Given data:
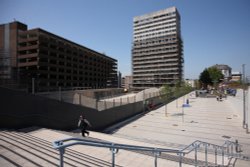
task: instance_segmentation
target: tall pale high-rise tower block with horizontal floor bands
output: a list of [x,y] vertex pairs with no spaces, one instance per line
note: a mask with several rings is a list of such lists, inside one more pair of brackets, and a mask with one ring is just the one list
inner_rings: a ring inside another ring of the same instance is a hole
[[133,19],[133,88],[173,85],[183,79],[180,15],[175,7]]

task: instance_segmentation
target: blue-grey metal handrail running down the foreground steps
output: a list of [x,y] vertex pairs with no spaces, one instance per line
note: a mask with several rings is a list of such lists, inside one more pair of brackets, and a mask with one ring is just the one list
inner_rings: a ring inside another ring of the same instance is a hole
[[238,141],[225,141],[222,146],[202,142],[202,141],[195,141],[192,144],[188,145],[184,149],[165,149],[165,148],[154,148],[154,147],[144,147],[144,146],[135,146],[135,145],[126,145],[126,144],[117,144],[111,142],[103,142],[103,141],[93,141],[89,139],[79,139],[79,138],[68,138],[63,140],[57,140],[53,142],[53,147],[59,150],[60,153],[60,166],[63,167],[63,158],[65,149],[67,147],[73,145],[86,145],[86,146],[93,146],[93,147],[102,147],[102,148],[109,148],[112,155],[112,167],[115,166],[115,154],[118,153],[119,150],[129,150],[129,151],[139,151],[139,152],[150,152],[154,156],[154,166],[157,167],[157,158],[162,153],[171,153],[176,154],[179,158],[178,163],[179,167],[182,166],[183,158],[185,155],[194,152],[194,166],[200,166],[198,160],[198,153],[205,154],[205,160],[202,161],[202,166],[208,166],[208,154],[214,155],[214,165],[218,165],[218,156],[221,156],[221,165],[224,166],[225,164],[225,157],[236,158],[236,159],[243,159],[243,160],[250,160],[249,157],[243,156],[241,154],[241,145],[239,145]]

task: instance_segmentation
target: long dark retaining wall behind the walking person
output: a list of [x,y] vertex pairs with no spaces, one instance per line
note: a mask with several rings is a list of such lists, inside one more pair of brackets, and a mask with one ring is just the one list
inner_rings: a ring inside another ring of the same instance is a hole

How to complete this task: All entries above must be repeated exactly; pictures are to be left out.

Response for this exercise:
task: instance_segmentation
target: tall pale high-rise tower block with horizontal floor bands
output: a list of [x,y] vertex pairs with no spaces, one instance per line
note: a mask with several rings is a list of such lists, inside one more pair of brackets, and a mask with one ring is just the one list
inner_rings: a ring inside another ring of the same instance is a hole
[[133,19],[133,88],[173,85],[183,79],[180,15],[175,7]]

task: instance_segmentation
target: blue-grey metal handrail running down the foreground steps
output: a list of [x,y] vertex pairs with no spaces, one instance per line
note: a mask with several rings is a list of such lists, inside one more pair of brackets, and a mask with one ring is just the one list
inner_rings: a ring inside another ring of the same instance is a hole
[[238,141],[225,141],[222,146],[202,142],[202,141],[195,141],[192,144],[188,145],[184,149],[165,149],[165,148],[154,148],[154,147],[144,147],[144,146],[135,146],[135,145],[126,145],[126,144],[117,144],[111,142],[103,142],[103,141],[93,141],[89,139],[79,139],[79,138],[68,138],[63,140],[57,140],[53,142],[53,147],[59,150],[60,153],[60,166],[63,167],[63,158],[65,149],[67,147],[73,145],[86,145],[86,146],[93,146],[93,147],[102,147],[102,148],[109,148],[112,155],[112,167],[115,166],[115,154],[118,153],[119,150],[129,150],[129,151],[139,151],[139,152],[150,152],[154,156],[154,166],[157,167],[157,158],[162,153],[171,153],[176,154],[179,158],[178,163],[179,167],[182,166],[183,158],[185,155],[194,152],[194,166],[200,166],[198,160],[198,153],[205,154],[205,160],[202,161],[202,166],[208,166],[208,154],[214,155],[214,165],[218,165],[218,156],[221,156],[221,165],[224,166],[225,164],[225,157],[236,158],[236,159],[243,159],[243,160],[250,160],[249,157],[243,156],[241,154],[241,145],[239,145]]

task: instance_segmentation
target: long dark retaining wall behind the walking person
output: a list of [x,y] vertex pairs with no spaces, one instance per line
note: a mask with several rings is a list of such lists, inside one more pair of brackets, and a mask with one ring is just the one list
inner_rings: a ring inside another ring of the same instance is a hole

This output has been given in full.